Stored entries:
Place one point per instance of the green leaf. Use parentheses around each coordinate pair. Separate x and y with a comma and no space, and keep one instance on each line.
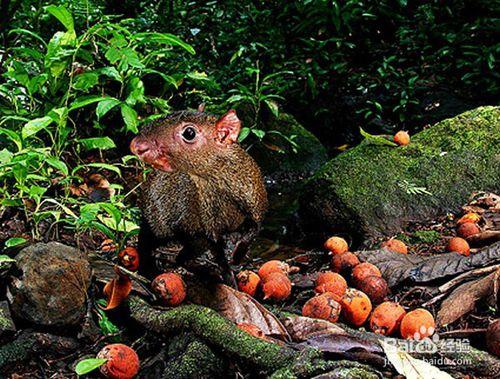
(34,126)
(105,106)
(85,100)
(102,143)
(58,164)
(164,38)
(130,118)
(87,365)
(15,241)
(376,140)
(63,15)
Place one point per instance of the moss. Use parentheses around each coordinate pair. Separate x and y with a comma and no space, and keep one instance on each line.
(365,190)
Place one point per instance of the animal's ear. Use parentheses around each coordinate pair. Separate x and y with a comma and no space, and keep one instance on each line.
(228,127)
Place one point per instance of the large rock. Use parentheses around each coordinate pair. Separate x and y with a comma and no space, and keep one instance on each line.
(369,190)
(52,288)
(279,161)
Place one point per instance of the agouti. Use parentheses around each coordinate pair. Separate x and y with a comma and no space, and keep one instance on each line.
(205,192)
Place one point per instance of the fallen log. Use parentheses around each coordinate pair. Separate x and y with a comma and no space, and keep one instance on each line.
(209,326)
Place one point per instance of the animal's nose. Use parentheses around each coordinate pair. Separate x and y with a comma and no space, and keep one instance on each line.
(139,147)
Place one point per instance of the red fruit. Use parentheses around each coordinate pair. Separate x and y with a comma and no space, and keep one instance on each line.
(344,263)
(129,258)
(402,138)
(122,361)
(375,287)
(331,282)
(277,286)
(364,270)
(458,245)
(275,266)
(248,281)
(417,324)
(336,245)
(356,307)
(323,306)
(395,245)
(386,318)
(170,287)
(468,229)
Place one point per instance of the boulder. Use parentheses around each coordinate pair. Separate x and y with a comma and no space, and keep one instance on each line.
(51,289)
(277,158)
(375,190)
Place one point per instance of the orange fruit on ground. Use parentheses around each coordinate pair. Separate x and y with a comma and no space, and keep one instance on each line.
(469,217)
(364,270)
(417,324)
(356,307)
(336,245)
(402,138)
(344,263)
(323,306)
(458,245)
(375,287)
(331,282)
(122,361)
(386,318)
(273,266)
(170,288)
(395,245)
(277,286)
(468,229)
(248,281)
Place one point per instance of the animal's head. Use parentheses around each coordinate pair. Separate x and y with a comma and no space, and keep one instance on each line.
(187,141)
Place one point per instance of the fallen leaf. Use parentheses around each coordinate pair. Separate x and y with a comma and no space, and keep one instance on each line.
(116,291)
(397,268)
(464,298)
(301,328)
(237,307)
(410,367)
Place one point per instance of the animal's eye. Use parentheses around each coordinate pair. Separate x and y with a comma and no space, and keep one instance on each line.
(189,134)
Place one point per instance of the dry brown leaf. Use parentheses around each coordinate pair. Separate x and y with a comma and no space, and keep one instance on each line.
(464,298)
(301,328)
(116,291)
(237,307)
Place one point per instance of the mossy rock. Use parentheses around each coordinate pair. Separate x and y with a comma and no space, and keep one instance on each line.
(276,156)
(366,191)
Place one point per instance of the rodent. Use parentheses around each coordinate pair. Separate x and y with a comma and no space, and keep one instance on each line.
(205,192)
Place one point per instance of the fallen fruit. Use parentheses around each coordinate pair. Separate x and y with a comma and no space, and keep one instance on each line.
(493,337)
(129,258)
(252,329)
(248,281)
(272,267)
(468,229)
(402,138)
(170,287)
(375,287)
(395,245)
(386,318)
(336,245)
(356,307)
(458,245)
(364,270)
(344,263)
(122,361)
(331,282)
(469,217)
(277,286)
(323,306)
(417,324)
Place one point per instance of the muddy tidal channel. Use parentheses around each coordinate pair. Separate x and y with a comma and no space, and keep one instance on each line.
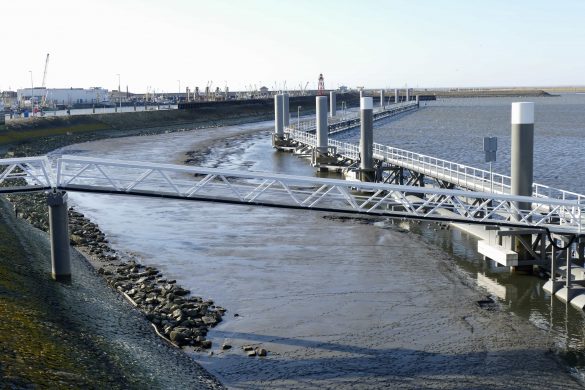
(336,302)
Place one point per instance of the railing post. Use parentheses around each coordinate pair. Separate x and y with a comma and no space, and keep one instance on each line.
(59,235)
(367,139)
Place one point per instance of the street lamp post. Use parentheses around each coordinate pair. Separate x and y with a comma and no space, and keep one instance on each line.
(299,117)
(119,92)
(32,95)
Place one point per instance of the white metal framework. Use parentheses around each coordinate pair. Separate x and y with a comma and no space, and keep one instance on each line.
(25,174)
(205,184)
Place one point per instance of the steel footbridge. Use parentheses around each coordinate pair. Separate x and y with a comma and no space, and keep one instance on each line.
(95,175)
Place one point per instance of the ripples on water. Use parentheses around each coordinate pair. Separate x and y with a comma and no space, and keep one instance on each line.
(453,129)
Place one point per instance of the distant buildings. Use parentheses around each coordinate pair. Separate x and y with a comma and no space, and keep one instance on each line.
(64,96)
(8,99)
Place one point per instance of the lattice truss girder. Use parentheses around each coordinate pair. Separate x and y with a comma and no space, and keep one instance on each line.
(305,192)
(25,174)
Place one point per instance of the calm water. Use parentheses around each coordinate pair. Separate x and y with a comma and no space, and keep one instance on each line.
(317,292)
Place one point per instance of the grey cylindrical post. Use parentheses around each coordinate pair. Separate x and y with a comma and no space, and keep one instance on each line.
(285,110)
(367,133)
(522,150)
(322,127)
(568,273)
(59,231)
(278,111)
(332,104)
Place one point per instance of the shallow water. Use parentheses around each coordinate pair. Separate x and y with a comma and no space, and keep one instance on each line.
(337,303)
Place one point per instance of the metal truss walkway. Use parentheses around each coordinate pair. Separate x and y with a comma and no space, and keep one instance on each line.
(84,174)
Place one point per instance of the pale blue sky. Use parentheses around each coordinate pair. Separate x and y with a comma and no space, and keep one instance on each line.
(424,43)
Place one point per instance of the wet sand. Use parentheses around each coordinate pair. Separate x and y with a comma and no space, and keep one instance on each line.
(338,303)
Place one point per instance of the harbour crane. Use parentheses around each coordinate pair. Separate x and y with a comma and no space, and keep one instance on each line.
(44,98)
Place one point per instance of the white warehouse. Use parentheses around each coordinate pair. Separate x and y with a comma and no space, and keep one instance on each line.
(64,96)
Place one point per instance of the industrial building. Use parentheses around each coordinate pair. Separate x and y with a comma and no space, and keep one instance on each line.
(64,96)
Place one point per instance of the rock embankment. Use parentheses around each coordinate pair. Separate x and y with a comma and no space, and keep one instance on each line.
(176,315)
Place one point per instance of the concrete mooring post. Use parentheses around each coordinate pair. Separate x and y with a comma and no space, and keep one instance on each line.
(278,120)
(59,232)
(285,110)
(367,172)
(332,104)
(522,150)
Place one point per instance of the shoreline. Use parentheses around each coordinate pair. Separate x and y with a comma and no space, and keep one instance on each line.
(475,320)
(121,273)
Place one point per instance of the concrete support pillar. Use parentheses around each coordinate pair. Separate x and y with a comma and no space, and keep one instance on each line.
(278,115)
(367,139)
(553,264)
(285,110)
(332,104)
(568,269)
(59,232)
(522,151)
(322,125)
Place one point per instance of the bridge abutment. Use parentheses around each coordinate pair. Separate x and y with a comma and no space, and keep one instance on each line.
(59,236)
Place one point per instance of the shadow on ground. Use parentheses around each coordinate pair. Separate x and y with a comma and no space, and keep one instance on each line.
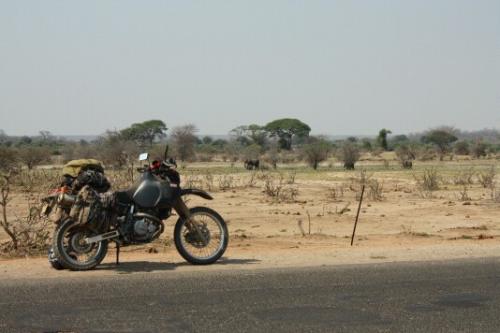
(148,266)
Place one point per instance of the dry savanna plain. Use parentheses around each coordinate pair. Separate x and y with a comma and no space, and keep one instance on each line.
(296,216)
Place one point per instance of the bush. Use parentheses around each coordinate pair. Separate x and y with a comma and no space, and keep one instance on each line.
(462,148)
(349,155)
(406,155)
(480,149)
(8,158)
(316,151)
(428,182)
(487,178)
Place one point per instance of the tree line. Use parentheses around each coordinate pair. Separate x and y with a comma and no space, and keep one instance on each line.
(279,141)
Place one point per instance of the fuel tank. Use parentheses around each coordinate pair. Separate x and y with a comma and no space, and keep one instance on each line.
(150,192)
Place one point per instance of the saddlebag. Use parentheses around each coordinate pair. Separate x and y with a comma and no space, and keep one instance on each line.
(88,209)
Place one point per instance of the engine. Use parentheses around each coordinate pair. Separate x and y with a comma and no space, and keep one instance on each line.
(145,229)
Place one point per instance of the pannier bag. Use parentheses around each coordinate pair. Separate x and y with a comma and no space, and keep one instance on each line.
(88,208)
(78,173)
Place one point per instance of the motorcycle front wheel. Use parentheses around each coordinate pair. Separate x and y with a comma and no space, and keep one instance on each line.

* **REQUIREMENTS**: Nothing outside the span should appear: transcribe the lines from the one containing "Place one point per instance of the engine." through the last line of the records.

* **EXERCISE RESULT**:
Place one point per instance of the engine. Use parentheses around each coordinate pair. Separate x and y with a comma and no space, and keep one instance on each line.
(145,229)
Place one point per instance of the pannier bag. Use parentheses around each coordinate pair. Separate x and y with a comma and no space, and keep one instance on each line.
(88,208)
(78,173)
Place one point per instance of the motorcycle front wheel. Use parentheses around each coordinate pair. Separate x and y with a comma and no space, and keep one instance on each line.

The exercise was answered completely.